(Data extracted from a collection)
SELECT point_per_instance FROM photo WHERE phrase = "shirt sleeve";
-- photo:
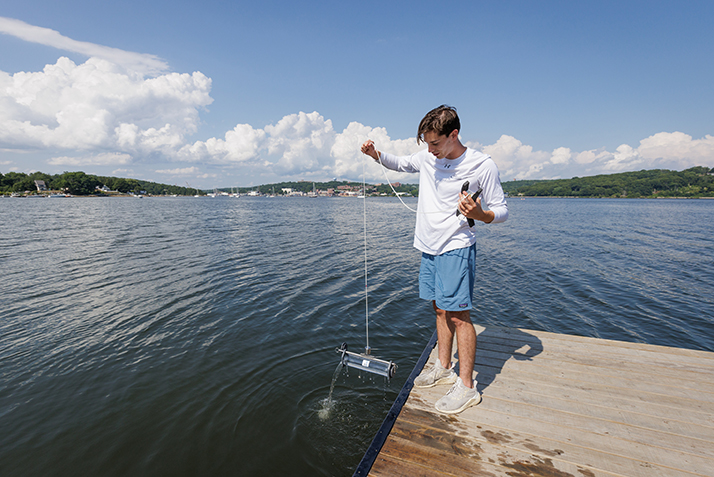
(400, 163)
(492, 194)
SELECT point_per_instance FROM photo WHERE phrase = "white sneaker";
(458, 398)
(436, 375)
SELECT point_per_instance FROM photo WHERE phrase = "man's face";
(441, 146)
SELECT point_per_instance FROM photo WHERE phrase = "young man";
(448, 243)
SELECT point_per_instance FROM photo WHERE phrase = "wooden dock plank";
(558, 405)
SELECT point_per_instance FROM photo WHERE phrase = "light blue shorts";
(448, 278)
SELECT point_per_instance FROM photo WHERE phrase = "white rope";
(384, 171)
(366, 290)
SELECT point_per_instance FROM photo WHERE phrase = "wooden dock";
(559, 405)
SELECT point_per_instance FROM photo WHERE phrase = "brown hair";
(442, 120)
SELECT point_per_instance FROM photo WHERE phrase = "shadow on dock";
(495, 346)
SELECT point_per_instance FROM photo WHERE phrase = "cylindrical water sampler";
(366, 362)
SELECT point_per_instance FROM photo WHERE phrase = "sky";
(234, 94)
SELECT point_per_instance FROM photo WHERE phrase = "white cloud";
(107, 112)
(138, 62)
(103, 159)
(96, 105)
(185, 171)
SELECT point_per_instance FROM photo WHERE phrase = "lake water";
(184, 336)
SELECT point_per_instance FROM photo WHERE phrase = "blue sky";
(221, 94)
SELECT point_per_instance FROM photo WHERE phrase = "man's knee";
(459, 318)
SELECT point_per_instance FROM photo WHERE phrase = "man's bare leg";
(449, 323)
(445, 336)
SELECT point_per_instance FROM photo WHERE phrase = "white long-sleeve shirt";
(438, 229)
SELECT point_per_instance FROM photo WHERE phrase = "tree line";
(307, 186)
(693, 182)
(79, 183)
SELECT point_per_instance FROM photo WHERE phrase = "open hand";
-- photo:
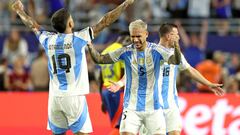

YOUR INSTRUCTIONS:
Every record should be duplicated exactly, though any picture in it must be left out.

RESPONSE BOX:
SELECT point_per_instance FROM photo WHERE phrase = "shirt sleeve";
-- photo:
(400, 163)
(492, 194)
SELECT point_per_instance FROM photo WHERE phrase = "white sneaker";
(458, 398)
(436, 375)
SELECT point_per_instance FROM photo WHERE phrase = "man's face";
(441, 146)
SELECT point_per_instance FROM photo WHERE phrase = "young man";
(448, 243)
SELECT point_per_instance FROM photo WHERE phrase = "wooden dock plank";
(558, 405)
SELECT point_per_instance FROM photo WHERE phrase = "light blue shorts";
(448, 278)
SELECT point_per_instance FROM photo WHERE phrase = "white rope";
(384, 171)
(366, 290)
SELECT point_per_instance FROM photo WHERE phrase = "wooden dock";
(559, 405)
SELECT point_per_instance FROM photo WHERE phrase = "brown hair";
(442, 120)
SELECT point_per_instance FROM photo WHERE phrase = "shadow on dock";
(495, 346)
SELECT point_per_instance FROM photo WHERE phrase = "cylindrical water sampler";
(366, 362)
SELECT point_per_instance FROM photo WHERE phrase = "sky";
(234, 94)
SELECT point_per_instance FROM photo WHERE phrase = "white cloud";
(107, 112)
(138, 62)
(103, 159)
(96, 105)
(185, 171)
SELECT point_per_instance FROM photo WHERE phrase = "lake water";
(184, 336)
SELECT point_per_instance FROM photo WHERE phrase = "blue sky";
(221, 94)
SELECT point_per_instance FROM photo WHERE phrase = "man's knee";
(459, 318)
SELECT point_per_instance FROM photo WHERE phrase = "man's bare leg";
(449, 323)
(445, 336)
SELECT point_per_instance FROM photo WHERE phrase = "white long-sleeve shirt";
(438, 229)
SELECT point_per_instance FROM photo WHERE phrase = "tree line";
(307, 186)
(693, 182)
(79, 183)
SELECT point_per_instance FROM photo WHERE phrase = "open hand";
-- photo:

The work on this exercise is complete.